▶ Supplied material:

------------------------------------------------------------------------

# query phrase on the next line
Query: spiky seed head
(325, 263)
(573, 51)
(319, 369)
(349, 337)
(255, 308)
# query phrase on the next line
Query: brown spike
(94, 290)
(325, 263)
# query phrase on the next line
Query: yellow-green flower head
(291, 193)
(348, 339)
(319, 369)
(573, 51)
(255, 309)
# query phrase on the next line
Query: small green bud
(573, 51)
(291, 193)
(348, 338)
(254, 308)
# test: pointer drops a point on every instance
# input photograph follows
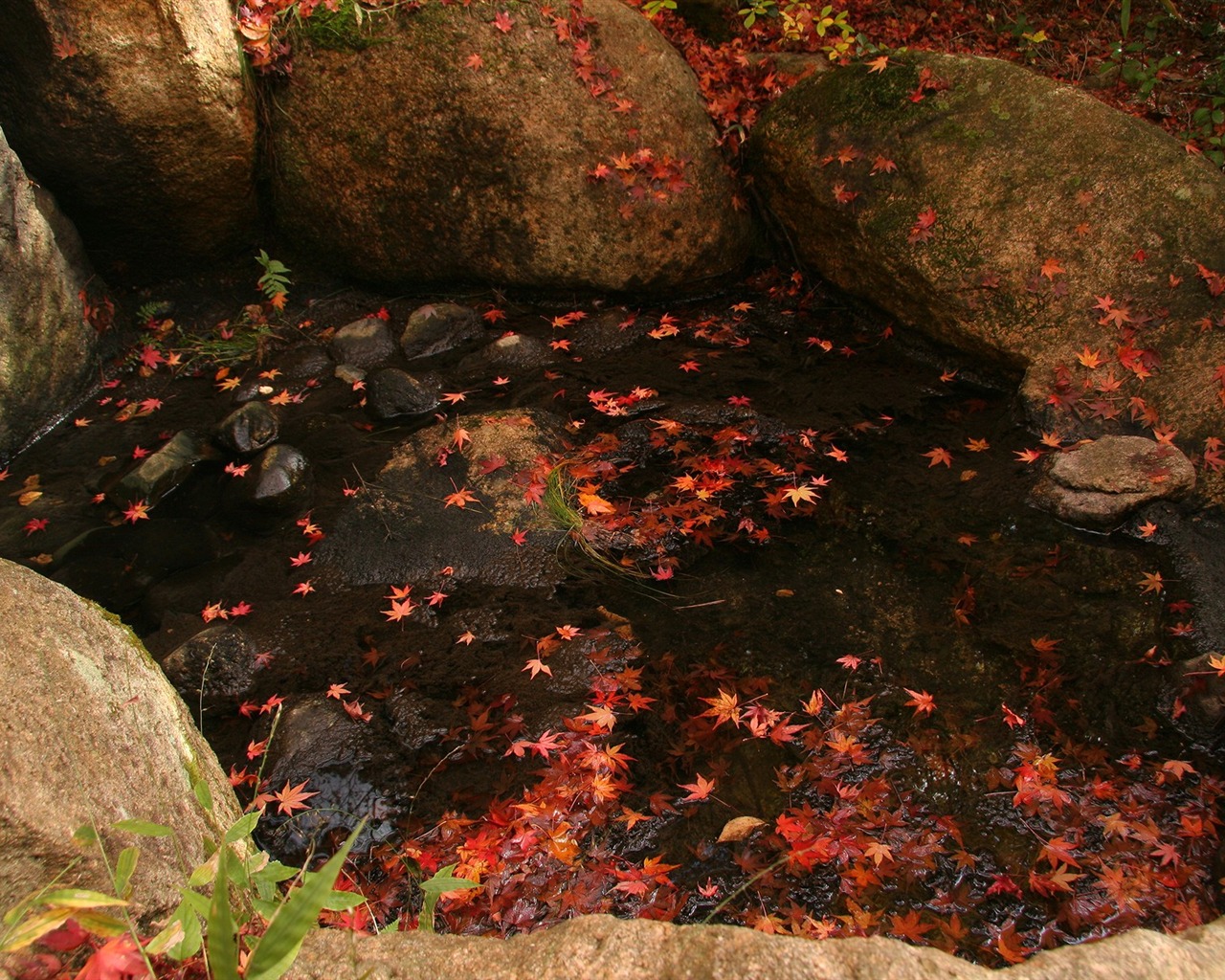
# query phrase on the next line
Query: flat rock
(79, 703)
(403, 528)
(140, 119)
(613, 949)
(1097, 484)
(1019, 221)
(438, 327)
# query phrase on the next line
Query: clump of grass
(558, 495)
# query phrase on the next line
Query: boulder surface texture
(138, 117)
(598, 947)
(564, 149)
(92, 734)
(48, 352)
(1017, 219)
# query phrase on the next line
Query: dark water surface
(935, 580)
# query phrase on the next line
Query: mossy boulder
(413, 521)
(93, 734)
(1017, 219)
(477, 144)
(139, 118)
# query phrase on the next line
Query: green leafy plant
(441, 882)
(1133, 60)
(245, 917)
(275, 280)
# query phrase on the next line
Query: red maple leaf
(699, 791)
(920, 701)
(460, 498)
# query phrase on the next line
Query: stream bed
(734, 612)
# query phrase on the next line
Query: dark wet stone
(294, 368)
(115, 565)
(418, 721)
(605, 333)
(515, 352)
(278, 484)
(215, 663)
(165, 469)
(401, 529)
(364, 344)
(438, 327)
(249, 429)
(1098, 484)
(392, 393)
(318, 742)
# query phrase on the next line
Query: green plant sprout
(245, 917)
(275, 280)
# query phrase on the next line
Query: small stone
(249, 429)
(392, 393)
(278, 484)
(364, 344)
(349, 374)
(163, 471)
(1097, 484)
(437, 328)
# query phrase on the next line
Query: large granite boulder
(48, 350)
(598, 947)
(1018, 219)
(523, 147)
(93, 734)
(140, 121)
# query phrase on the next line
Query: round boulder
(563, 148)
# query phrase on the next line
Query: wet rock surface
(438, 327)
(405, 528)
(48, 353)
(217, 663)
(249, 429)
(363, 344)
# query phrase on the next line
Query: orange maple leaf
(699, 791)
(292, 797)
(1051, 268)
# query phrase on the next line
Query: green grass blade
(278, 947)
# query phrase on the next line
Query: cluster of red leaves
(643, 176)
(725, 481)
(857, 848)
(73, 952)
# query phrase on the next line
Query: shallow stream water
(980, 635)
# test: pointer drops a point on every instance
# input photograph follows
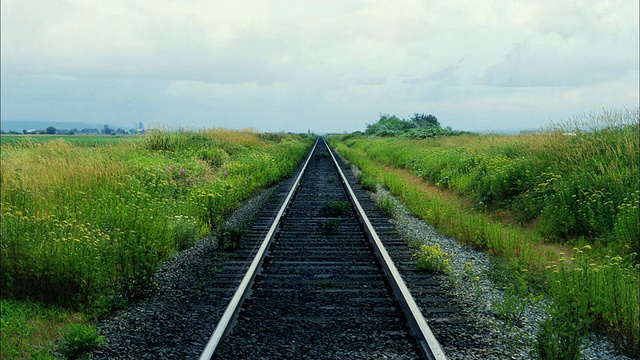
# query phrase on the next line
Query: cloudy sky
(324, 66)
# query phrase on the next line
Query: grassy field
(82, 140)
(87, 220)
(561, 204)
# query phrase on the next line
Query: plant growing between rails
(330, 226)
(335, 208)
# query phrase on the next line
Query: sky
(324, 66)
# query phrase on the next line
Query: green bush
(432, 259)
(78, 340)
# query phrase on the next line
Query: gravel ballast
(177, 316)
(478, 297)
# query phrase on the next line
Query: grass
(29, 330)
(80, 140)
(85, 226)
(525, 199)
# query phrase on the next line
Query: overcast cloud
(327, 66)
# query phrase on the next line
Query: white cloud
(337, 57)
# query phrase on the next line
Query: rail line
(315, 288)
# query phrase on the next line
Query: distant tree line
(106, 130)
(418, 126)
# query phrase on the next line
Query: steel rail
(429, 345)
(236, 301)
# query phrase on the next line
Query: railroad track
(318, 279)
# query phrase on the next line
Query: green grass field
(80, 140)
(86, 220)
(562, 204)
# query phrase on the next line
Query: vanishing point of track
(321, 283)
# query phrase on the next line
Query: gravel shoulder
(479, 298)
(175, 318)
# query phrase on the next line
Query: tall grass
(578, 181)
(85, 227)
(569, 185)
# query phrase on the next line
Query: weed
(330, 226)
(78, 340)
(386, 204)
(229, 237)
(185, 232)
(324, 284)
(432, 259)
(368, 183)
(513, 304)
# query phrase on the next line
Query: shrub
(432, 259)
(185, 233)
(78, 340)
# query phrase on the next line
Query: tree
(422, 120)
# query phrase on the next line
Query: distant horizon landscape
(20, 125)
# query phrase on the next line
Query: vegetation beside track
(86, 224)
(562, 205)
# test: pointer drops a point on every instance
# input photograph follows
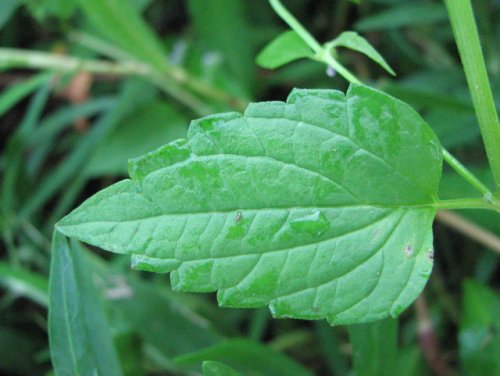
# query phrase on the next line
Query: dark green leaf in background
(479, 337)
(212, 368)
(25, 283)
(80, 342)
(152, 125)
(7, 9)
(404, 15)
(374, 347)
(223, 28)
(248, 357)
(320, 207)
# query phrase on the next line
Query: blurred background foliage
(88, 84)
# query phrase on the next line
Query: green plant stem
(322, 54)
(465, 173)
(177, 73)
(15, 58)
(170, 81)
(467, 39)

------------------------------------------------------------------------

▶ Aim of the task:
Print the full listing exactly, dropping the pictures.

▶ Exercise response:
# query phrase on the next line
Query: spiky seed head
(325, 263)
(573, 51)
(319, 369)
(349, 337)
(255, 308)
# query phrase on the next line
Query: brown spike
(94, 290)
(325, 263)
# query phrase on the next line
Query: yellow-green flower head
(291, 193)
(348, 339)
(319, 369)
(573, 51)
(255, 309)
# query phrase on the next line
Query: small green bud
(573, 51)
(291, 193)
(348, 338)
(254, 308)
# test: pointer drops a point on every instance
# input photograph follows
# query phrase on the next line
Query: flat rock
(79, 703)
(403, 528)
(140, 119)
(613, 949)
(1097, 484)
(1019, 221)
(438, 327)
# query phrase on the next line
Query: clump of grass
(558, 495)
# query phrase on the next line
Query: boulder surface texture
(138, 117)
(598, 947)
(564, 149)
(92, 734)
(48, 352)
(1017, 219)
# query phrase on the next line
Query: dark water surface
(935, 580)
# query phrase on the next line
Query: mossy boulder
(413, 521)
(93, 734)
(1017, 219)
(477, 144)
(139, 118)
# query phrase on the next line
Query: green leafy plant
(441, 882)
(1133, 60)
(245, 917)
(275, 280)
# query phrase on the next line
Query: red maple leaf
(699, 791)
(920, 701)
(460, 498)
# query phrase on the next line
Query: stream bed
(734, 612)
# query phrase on the next line
Query: dark wet stone
(294, 368)
(115, 565)
(418, 721)
(605, 333)
(515, 352)
(278, 484)
(215, 663)
(165, 469)
(401, 529)
(364, 344)
(438, 327)
(249, 429)
(1098, 484)
(392, 393)
(318, 742)
# query phrase on the next line
Query: green plant sprout
(245, 917)
(275, 280)
# query phrase on the next line
Query: small stone
(249, 429)
(392, 393)
(278, 484)
(364, 344)
(349, 374)
(163, 471)
(1097, 484)
(437, 328)
# query phrase on the next line
Query: large granite boulder
(48, 350)
(598, 947)
(1018, 219)
(523, 147)
(93, 734)
(140, 121)
# query phrase on the next line
Query: round boulder
(563, 148)
# query phrase on the next line
Query: wet rock surface
(438, 327)
(405, 528)
(48, 353)
(217, 663)
(249, 429)
(363, 344)
# query phrase on the next line
Query: orange maple leaf
(699, 791)
(292, 797)
(1051, 268)
# query phrase on the next line
Query: green grass blade
(278, 947)
# query phrase on the next line
Query: cluster of red leaves
(643, 176)
(725, 481)
(857, 848)
(73, 952)
# query phrase on the next line
Query: shallow stream water
(980, 635)
# test: pointer drops a point on every instance
# input photograph follows
# query phrase on the next line
Query: cloudy sky
(324, 66)
# query phrase on the next line
Query: grassy field
(82, 140)
(87, 220)
(561, 204)
# query phrase on the next line
Query: plant growing between rails
(330, 226)
(335, 208)
# query phrase on the next line
Query: sky
(324, 66)
# query phrase on the next line
Query: green bush
(432, 259)
(78, 340)
# query phrase on the next line
Query: gravel ballast
(177, 316)
(478, 297)
# query phrase on the next line
Query: grass
(29, 330)
(80, 140)
(85, 226)
(525, 199)
# query phrase on the next line
Query: overcast cloud
(327, 66)
# query phrase on the next line
Query: white cloud
(337, 57)
# query phrase on the next line
Query: rail line
(315, 288)
# query phrase on the next line
Query: distant tree line
(106, 130)
(418, 126)
# query phrase on the next line
Query: steel rail
(429, 345)
(236, 301)
# query phrase on the next line
Query: railroad track
(318, 279)
# query phrase on the next line
Query: green grass field
(80, 140)
(86, 220)
(562, 204)
# query phrase on the next line
Query: vanishing point of track
(321, 283)
# query phrase on the next line
Query: gravel shoulder
(479, 298)
(175, 318)
# query phrase on the next line
Query: tall grass
(578, 181)
(85, 227)
(569, 185)
# query phrase on the next line
Query: weed
(330, 226)
(78, 340)
(386, 204)
(229, 237)
(185, 232)
(324, 284)
(432, 259)
(368, 183)
(513, 304)
# query phrase on the next line
Query: shrub
(432, 259)
(185, 233)
(78, 340)
# query phrase on the next line
Query: tree
(422, 120)
# query phrase on the next line
Query: distant horizon landscape
(20, 125)
# query phrase on the next line
Query: vegetation beside track
(86, 224)
(562, 205)
# test: pointer drops a point on every instance
# input photograph follows
# query phrase on the next line
Query: dark green leaf in background
(479, 337)
(212, 368)
(25, 283)
(80, 342)
(152, 125)
(7, 9)
(404, 15)
(374, 347)
(223, 28)
(248, 357)
(320, 207)
# query phrase on the next line
Query: blurred background foliage
(88, 84)
# query phrase on the next line
Query: green plant stem
(322, 54)
(465, 173)
(177, 73)
(15, 58)
(170, 81)
(467, 39)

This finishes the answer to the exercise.